(Saved data entries)
>>

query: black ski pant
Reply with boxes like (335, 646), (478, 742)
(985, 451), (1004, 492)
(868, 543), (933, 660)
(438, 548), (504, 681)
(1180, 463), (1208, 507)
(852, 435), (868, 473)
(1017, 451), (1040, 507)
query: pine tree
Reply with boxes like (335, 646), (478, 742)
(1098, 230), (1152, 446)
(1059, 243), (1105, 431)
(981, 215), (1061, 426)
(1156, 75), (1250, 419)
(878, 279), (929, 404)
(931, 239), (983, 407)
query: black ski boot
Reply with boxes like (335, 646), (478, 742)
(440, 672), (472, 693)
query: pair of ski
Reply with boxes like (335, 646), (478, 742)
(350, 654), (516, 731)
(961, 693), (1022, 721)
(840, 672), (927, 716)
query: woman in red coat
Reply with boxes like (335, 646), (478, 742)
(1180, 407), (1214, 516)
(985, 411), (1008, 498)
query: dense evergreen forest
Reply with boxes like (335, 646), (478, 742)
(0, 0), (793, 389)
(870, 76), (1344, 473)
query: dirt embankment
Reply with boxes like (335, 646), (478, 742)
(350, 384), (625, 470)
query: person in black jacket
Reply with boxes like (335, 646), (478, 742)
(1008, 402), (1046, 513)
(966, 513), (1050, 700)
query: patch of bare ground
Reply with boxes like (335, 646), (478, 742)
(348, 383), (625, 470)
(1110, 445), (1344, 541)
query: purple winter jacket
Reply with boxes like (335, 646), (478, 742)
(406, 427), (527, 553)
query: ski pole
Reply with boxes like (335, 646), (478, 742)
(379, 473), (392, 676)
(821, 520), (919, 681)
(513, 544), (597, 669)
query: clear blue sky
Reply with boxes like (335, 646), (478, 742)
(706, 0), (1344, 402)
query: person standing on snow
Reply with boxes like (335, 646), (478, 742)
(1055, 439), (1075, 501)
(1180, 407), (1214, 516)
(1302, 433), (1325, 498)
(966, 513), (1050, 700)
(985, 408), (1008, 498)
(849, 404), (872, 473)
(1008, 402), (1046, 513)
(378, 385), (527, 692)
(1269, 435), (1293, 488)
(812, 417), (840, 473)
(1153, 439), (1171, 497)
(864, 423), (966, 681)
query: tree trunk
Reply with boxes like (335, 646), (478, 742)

<<

* _Job_:
Rewrite the records with each "query" changed to "search term" and nothing else altered.

* _Full response_:
search term: black ski pant
Reply with boxes like (335, 646), (478, 742)
(985, 451), (1004, 492)
(868, 543), (933, 660)
(438, 548), (504, 681)
(1180, 463), (1208, 507)
(852, 435), (868, 473)
(1017, 451), (1040, 507)
search term: pine tree
Reply with boxes like (335, 646), (478, 742)
(1098, 230), (1152, 446)
(1059, 243), (1105, 431)
(981, 215), (1061, 426)
(1156, 75), (1250, 419)
(878, 279), (929, 404)
(931, 239), (983, 407)
search term: black ski boot
Reply with boxes like (335, 646), (478, 742)
(440, 672), (472, 693)
search term: pair of ski
Reply with boxes like (335, 646), (478, 742)
(350, 654), (516, 731)
(961, 693), (1022, 721)
(840, 672), (927, 716)
search term: woman in red coat
Reply with boxes like (335, 646), (478, 742)
(1180, 407), (1214, 516)
(985, 411), (1008, 498)
search term: dense evergreen forest
Reply with boxes like (335, 646), (478, 742)
(0, 0), (793, 389)
(870, 76), (1344, 473)
search term: dirt embankment
Reply with boxes like (335, 646), (478, 742)
(350, 384), (625, 470)
search term: person in black jacket
Reply with boxes like (335, 646), (478, 742)
(1008, 402), (1046, 513)
(966, 513), (1050, 700)
search term: patch of bare ground
Reply with boxes like (335, 646), (478, 742)
(348, 383), (625, 470)
(1110, 445), (1344, 541)
search term: purple winter jacket
Reply with boxes like (335, 646), (478, 742)
(406, 427), (527, 553)
search term: ski pole
Reply with boxes like (335, 646), (478, 742)
(379, 473), (392, 676)
(821, 520), (919, 681)
(513, 544), (597, 669)
search term: clear blue sky
Reply with boxes like (335, 646), (478, 742)
(706, 0), (1344, 402)
search term: person standing on snow
Reply with boxes like (335, 646), (478, 742)
(1055, 439), (1075, 501)
(1180, 407), (1214, 516)
(1302, 433), (1325, 498)
(966, 513), (1050, 700)
(985, 408), (1008, 498)
(849, 404), (872, 473)
(1008, 402), (1046, 513)
(378, 385), (527, 692)
(1269, 435), (1293, 488)
(812, 417), (840, 473)
(1153, 439), (1171, 497)
(864, 423), (966, 681)
search term: tree trunk
Reply with boxes like (335, 646), (478, 742)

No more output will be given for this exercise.